--- Begin SOURCE RECORDS ---

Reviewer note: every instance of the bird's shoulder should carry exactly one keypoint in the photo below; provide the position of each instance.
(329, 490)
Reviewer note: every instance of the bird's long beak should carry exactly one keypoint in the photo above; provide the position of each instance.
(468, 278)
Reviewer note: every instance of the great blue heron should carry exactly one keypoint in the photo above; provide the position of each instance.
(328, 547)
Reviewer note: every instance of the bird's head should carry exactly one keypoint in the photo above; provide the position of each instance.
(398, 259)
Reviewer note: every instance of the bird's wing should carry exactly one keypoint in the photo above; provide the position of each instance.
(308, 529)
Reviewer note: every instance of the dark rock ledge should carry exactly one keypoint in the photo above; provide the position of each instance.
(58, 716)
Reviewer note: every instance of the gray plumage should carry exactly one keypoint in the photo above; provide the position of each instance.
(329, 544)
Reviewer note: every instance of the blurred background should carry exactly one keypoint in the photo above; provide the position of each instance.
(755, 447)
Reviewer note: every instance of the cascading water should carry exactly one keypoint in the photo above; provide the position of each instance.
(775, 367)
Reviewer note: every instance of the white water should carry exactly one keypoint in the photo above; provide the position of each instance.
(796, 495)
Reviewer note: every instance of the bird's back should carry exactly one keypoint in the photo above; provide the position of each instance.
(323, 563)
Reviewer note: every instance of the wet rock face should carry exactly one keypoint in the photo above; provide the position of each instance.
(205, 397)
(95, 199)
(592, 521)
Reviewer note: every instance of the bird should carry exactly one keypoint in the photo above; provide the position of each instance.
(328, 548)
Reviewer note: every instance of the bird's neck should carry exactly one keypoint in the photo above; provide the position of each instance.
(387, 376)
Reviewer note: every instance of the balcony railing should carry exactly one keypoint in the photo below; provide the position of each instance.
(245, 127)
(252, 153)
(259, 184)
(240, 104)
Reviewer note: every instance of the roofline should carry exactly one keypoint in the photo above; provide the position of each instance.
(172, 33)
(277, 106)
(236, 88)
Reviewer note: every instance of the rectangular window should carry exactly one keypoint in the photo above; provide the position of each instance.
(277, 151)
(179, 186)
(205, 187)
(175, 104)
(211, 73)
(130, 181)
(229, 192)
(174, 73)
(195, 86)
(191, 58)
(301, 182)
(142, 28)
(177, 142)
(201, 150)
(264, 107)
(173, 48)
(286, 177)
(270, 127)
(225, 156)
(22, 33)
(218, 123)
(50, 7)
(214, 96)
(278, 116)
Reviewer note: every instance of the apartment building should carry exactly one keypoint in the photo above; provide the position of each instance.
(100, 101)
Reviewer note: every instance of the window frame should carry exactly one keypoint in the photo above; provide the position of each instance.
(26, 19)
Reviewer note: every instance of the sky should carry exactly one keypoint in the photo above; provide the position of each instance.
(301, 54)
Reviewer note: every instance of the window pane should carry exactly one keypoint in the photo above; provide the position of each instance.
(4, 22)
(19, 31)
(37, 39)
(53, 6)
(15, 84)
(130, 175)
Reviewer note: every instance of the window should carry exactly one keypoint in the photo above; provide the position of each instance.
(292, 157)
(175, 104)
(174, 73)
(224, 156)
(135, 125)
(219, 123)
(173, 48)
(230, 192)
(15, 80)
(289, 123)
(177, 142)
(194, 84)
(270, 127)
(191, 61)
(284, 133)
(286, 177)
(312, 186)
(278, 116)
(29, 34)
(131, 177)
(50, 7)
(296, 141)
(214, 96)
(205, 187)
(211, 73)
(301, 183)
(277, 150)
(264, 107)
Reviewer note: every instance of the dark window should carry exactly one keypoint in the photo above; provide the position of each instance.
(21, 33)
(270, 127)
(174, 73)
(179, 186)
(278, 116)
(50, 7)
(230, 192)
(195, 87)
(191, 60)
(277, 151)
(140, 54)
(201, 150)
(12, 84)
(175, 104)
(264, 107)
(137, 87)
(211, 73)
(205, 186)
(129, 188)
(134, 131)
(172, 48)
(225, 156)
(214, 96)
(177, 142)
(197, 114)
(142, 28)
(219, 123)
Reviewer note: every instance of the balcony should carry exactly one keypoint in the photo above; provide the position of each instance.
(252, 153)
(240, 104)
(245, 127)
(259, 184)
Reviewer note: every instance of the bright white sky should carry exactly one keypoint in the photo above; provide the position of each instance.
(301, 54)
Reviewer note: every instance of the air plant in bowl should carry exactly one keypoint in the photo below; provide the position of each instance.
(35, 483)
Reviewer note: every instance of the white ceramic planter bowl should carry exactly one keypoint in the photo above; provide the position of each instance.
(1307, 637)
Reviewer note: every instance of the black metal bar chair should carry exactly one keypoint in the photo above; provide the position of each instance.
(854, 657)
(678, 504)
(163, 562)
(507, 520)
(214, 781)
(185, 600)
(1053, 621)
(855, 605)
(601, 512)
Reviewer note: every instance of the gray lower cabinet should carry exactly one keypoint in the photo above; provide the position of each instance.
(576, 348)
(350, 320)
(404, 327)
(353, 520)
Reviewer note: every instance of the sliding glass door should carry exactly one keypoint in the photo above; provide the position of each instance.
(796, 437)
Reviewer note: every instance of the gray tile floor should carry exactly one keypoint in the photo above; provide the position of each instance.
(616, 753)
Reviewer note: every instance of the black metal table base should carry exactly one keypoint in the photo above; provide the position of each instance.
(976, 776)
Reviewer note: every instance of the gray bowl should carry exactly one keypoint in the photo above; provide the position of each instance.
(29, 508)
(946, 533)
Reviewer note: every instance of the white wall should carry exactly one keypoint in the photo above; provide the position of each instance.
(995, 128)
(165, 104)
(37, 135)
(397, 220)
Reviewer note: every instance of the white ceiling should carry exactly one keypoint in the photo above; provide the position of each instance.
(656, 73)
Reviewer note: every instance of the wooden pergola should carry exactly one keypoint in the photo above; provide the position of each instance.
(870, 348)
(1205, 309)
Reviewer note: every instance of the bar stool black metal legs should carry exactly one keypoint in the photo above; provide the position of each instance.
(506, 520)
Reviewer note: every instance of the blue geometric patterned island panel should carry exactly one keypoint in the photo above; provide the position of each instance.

--- End SOURCE RECORDS ---

• DO THIS
Arrange every line of the items above as a numbered list, leaving out any blank lines.

• WORKED ANSWER
1. Reviewer note: every instance of the bird's shoulder should carry exactly one keypoint in the photo below; provide the position of each instance.
2. (329, 490)
3. Reviewer note: every instance of the bird's long beak should carry exactly one keypoint in the photo above; provide the position of each instance.
4. (468, 278)
5. Reviewer note: every instance of the great blue heron should carry exactly one keypoint in the photo above; provide the position of each instance.
6. (328, 547)
7. Reviewer note: every instance of the bird's head should carry exactly one keypoint in the photo above; provide the position of each instance.
8. (398, 259)
9. Reviewer note: every instance of the bird's wing should carry exactly one keypoint in the photo above; provide the position of each instance.
10. (308, 529)
11. Reviewer note: every instance of the dark rock ledge should carry exactly one keypoint in the photo above; provide the position of each instance.
12. (58, 716)
13. Reviewer note: every instance of the gray plumage should carry exactly one keypoint in the photo above; provide the position of each instance.
14. (329, 544)
15. Reviewer note: every instance of the blurred background should carry exactly one keypoint in the photo above; provide the position of each instance.
16. (755, 447)
17. Reviewer note: every instance of the cascading water should carry exactly one keypoint in the photo above; provide the position of each instance.
18. (775, 367)
19. Reviewer note: every instance of the white water should carry exactly one keypoint in the photo above; provide the position of each instance.
20. (796, 495)
21. Reviewer note: every instance of the bird's back should carry exactly one keypoint in the photo above; provide the position of each instance.
22. (323, 563)
23. Reviewer note: every instance of the wet rock face should carry exactly one keypoint in the photo above; provide the position of each instance.
24. (205, 397)
25. (95, 199)
26. (592, 521)
27. Reviewer note: every instance of the bird should carry exactly one keypoint in the photo above; provide the position of each instance.
28. (328, 548)
29. Reviewer note: every instance of the bird's neck should carry exactly one keypoint in the photo above; provide the position of each instance.
30. (387, 376)
31. Reviewer note: every instance of the balcony railing should carry exactly one keypoint in the photo below; provide the position of each instance.
32. (245, 127)
33. (252, 153)
34. (259, 184)
35. (240, 104)
36. Reviewer note: every instance of the roofline should carry exactly one keypoint in the photo above; provide the position of each instance.
37. (172, 33)
38. (277, 106)
39. (236, 88)
40. Reviewer note: every instance of the rectangular window should carry exactly one keypoint in the photo above; provide the position of each instance.
41. (277, 151)
42. (179, 186)
43. (205, 187)
44. (175, 104)
45. (211, 73)
46. (130, 181)
47. (229, 192)
48. (174, 73)
49. (195, 86)
50. (191, 58)
51. (301, 182)
52. (142, 28)
53. (177, 142)
54. (201, 150)
55. (264, 107)
56. (173, 48)
57. (286, 177)
58. (270, 127)
59. (225, 156)
60. (22, 33)
61. (218, 123)
62. (50, 7)
63. (214, 96)
64. (278, 116)
65. Reviewer note: every instance of the apartment building should carry exactly one keypoint in the photo above; provide the position of each instance.
66. (100, 101)
67. Reviewer note: every instance of the window frame should carry exactly one keypoint in the photo above; provide the position of each instance.
68. (26, 19)
69. Reviewer note: every instance of the sky should carry exactly one keypoint in the photo above; provide the position of each instance.
70. (301, 54)
71. Reviewer note: every instance of the window pane should carry exactly one keypoint in the photo above; provide the position of each instance.
72. (4, 22)
73. (19, 31)
74. (37, 39)
75. (53, 6)
76. (15, 84)
77. (130, 175)
78. Reviewer note: every instance of the window should carry exactly one keypoint in the photo above; provide the position of each instance.
79. (292, 157)
80. (175, 104)
81. (174, 73)
82. (224, 156)
83. (135, 125)
84. (219, 123)
85. (173, 48)
86. (230, 192)
87. (15, 80)
88. (289, 123)
89. (177, 142)
90. (194, 84)
91. (270, 127)
92. (191, 61)
93. (284, 133)
94. (286, 177)
95. (312, 186)
96. (278, 116)
97. (29, 34)
98. (131, 177)
99. (50, 7)
100. (296, 141)
101. (214, 96)
102. (205, 187)
103. (211, 73)
104. (301, 183)
105. (277, 150)
106. (264, 107)
107. Reviewer note: every instance of the dark window should carry exactly one keypoint in the photo above; provide the position of each instance.
108. (21, 33)
109. (270, 127)
110. (174, 73)
111. (179, 186)
112. (278, 116)
113. (50, 7)
114. (230, 192)
115. (195, 87)
116. (191, 60)
117. (277, 151)
118. (140, 54)
119. (201, 150)
120. (12, 84)
121. (175, 104)
122. (264, 107)
123. (137, 87)
124. (211, 73)
125. (205, 186)
126. (129, 188)
127. (134, 131)
128. (172, 48)
129. (225, 156)
130. (214, 96)
131. (177, 142)
132. (197, 114)
133. (142, 28)
134. (219, 123)
135. Reviewer note: every instance of the balcony should carry exactly one keypoint in the photo above; provide the position of each instance.
136. (252, 153)
137. (240, 104)
138. (245, 127)
139. (259, 184)
140. Reviewer note: every instance of the bright white sky should carry exactly one keypoint in the photo above; provide the position of each instance.
141. (301, 54)
142. Reviewer note: every instance of the air plant in bowl should carry exactly one keypoint in the photo below; provide the position of each instance.
143. (35, 483)
144. Reviewer note: every instance of the white ceramic planter bowl should carry exactly one keypoint in the photo above; provide the position of each instance.
145. (1307, 637)
146. Reviewer note: every instance of the black metal bar chair should carry exactly one keypoint in the photo above; provide the position of each instance.
147. (854, 657)
148. (678, 504)
149. (163, 562)
150. (507, 520)
151. (214, 781)
152. (185, 600)
153. (1053, 621)
154. (855, 605)
155. (601, 512)
156. Reviewer note: every instance of the gray lower cabinet should carry exactly one keypoint in the photo above; provide the position of each instance.
157. (576, 348)
158. (350, 320)
159. (404, 327)
160. (353, 520)
161. Reviewer note: every instance of the sliding glass door should carry exactly one keypoint in the photo above; provide the position of each instance.
162. (796, 437)
163. Reviewer note: every instance of the gray tile floor should carry exactly one keypoint in the photo above; provide the position of each instance.
164. (616, 753)
165. Reviewer note: every instance of the black metal table base should carry exactly one keypoint in the photo above; provide the position of each instance.
166. (976, 776)
167. Reviewer note: every instance of the gray bowl should carry exactly one keypoint in the photo above; provide the position of each instance.
168. (29, 508)
169. (946, 533)
170. Reviewer note: every instance of the white wall should carry exactly one keypoint in the photo above; provide the position of each instance.
171. (995, 128)
172. (165, 104)
173. (37, 135)
174. (397, 220)
175. Reviewer note: every instance of the white ceiling should carry exactly one keypoint in the photo above; provide the position of each instance.
176. (656, 73)
177. Reviewer note: every instance of the wooden pergola should carry exactly one keypoint in the photo above; provide the position of each instance.
178. (870, 348)
179. (1205, 309)
180. Reviewer note: every instance of the bar stool black metal legs should carry exactly one keypoint in the photo above; provide the position of each instance.
181. (506, 520)
182. Reviewer note: every instance of the blue geometric patterned island panel should carry exactly one keypoint in the photo above; provide the position of each instance.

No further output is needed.